• OBJETIVO DE LA TAREA: Anota las personas del equipo técnico que aparecen en la reseña de El gato desaparece, junto con el trabajo que hace cada una en la película.

----- FRAGMENTO DEL TEXTO

La calma y la paciencia de Beatriz, esposa de Luis (Beatriz Spelzini), despierta sospechas semejantes (ya se sabe que el espectador de género es esencialmente paranoico). Sospechas que el gato Donnatello no hace más que incentivar, al recibir a su amo a puro soplido, encorvamiento y zarpazo: el cine de terror ha enseñado que frente al mal los gatos reaccionan así. Sin embargo, el modo en que la cámara sigue a Beatriz, algún telefonazo sigiloso de ella y su encuentro furtivo con el ayudante de cátedra de Luis –el tipo que provocó su brote, nada menos– hacen suponer que tal vez sean sus pasos los que convenga seguir. Hasta acá todo bien: es así, sobre una red de pistas contradictorias, como se arma el enigma de un policial. El problema de El gato desaparece es que la amenaza sobre la cual descansa todo el andamiaje se percibe casi tan pequeña como el propio título.
En primer lugar, el motivo de la internación de Luis: haberle partido la cara a su ayudante, por celos profesionales o personales. Nada muy distinto a lo que puede suceder cualquier día en la calle. ¿Es motivo suficiente para que el espectador se preocupe? Obviamente, la película piensa que sí lo es. Ver si no el momento en que Luis se acerca por detrás de Beatriz, para hacerle una caricia, y ésta pega un salto. No sucede lo mismo con el espectador (no, al menos, con este espectador que escribe), produciendo la incómoda sensación de que son los personajes, y no el que mira, los que están con los nervios de punta. Ni siquiera todos los personajes, pensándolo bien: tanto la hija de Luis y Beatriz (la excelente María Abadi) como la mucama (Norma Argentina) no parecen tener la mínima inquietud con respecto a la salud mental de papá. Si bien el final pone las cosas en su lugar, con un remate adecuado, hasta llegar a ese punto todo indicio de locura representó poco, y hasta la propia locura parece demasiado light.
Más allá de esos reparos, en términos estrictos de puesta en escena, de ejercicio de estilo si se quiere, El gato desaparece tiene un nivel de depuración infrecuente para un cine que, como el argentino, cuando aborda el género suele hacerlo con torpeza. Uno de los más talentosos directores de fotografía del medio, Julián Apezteguía (Crónica de una fuga, Carancho, Los Marziano) le saca todo el jugo al Cinemascope, repartiendo con sabiduría luces y sombras y haciendo que cada espacio vacío en el encuadre penda como una incógnita. La dirección de arte de Margarita Jusid brilla sobre todo en la elección de la casa en la que transcurre la película casi entera: por su predominio de la horizontalidad, parece haber sido construida para ser filmada en Cinemascope algún día. Hijo del realizador, la partitura de Nicolás Sorín es de un sinfonismo tan elegante como no intrusivo, alla Bernard Herrmann. Pero es sobre todo gracias a las actuaciones que la película logra sostener el interés. Lucidos vértices de un elenco sin una sola nota falsa, daría la impresión de que en cada mirada ausente, cada gesto huidizo, cada reacción de inquietud de Luis Luque y Beatriz Spelzini hay más misterio que en la película misma.

----------
----- DATOS PARA REVISAR

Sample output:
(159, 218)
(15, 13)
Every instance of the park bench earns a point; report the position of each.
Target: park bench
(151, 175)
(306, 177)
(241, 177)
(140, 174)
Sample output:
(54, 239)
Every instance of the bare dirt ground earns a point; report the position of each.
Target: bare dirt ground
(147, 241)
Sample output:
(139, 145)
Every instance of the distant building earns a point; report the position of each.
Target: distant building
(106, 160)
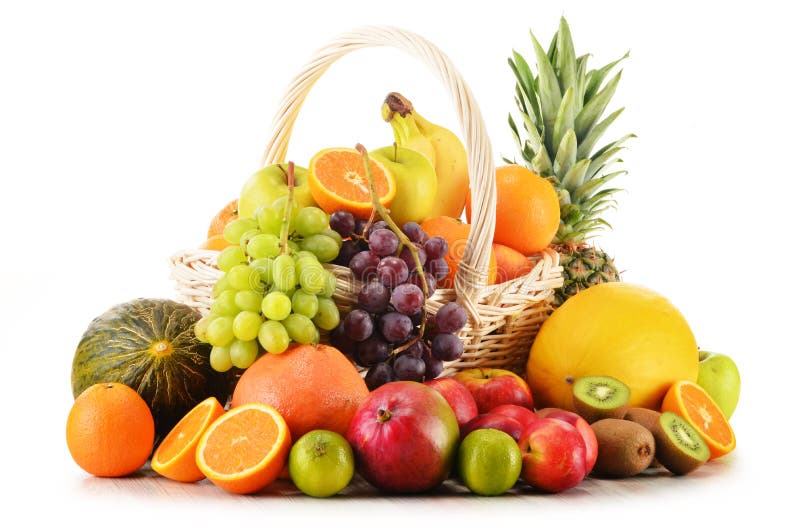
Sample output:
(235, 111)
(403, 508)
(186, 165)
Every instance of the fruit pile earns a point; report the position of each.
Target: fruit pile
(279, 380)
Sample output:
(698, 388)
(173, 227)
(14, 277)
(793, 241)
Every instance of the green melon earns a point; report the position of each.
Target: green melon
(149, 345)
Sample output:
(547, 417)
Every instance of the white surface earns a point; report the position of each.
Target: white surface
(124, 128)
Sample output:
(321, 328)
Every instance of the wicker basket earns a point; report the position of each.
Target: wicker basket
(504, 318)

----------

• TAREA RESUELTA:
- Julián Apezteguía: dirección de fotografía
- Margarita Jusid: dirección de arte
- Nicolás Sorín: música (la partitura)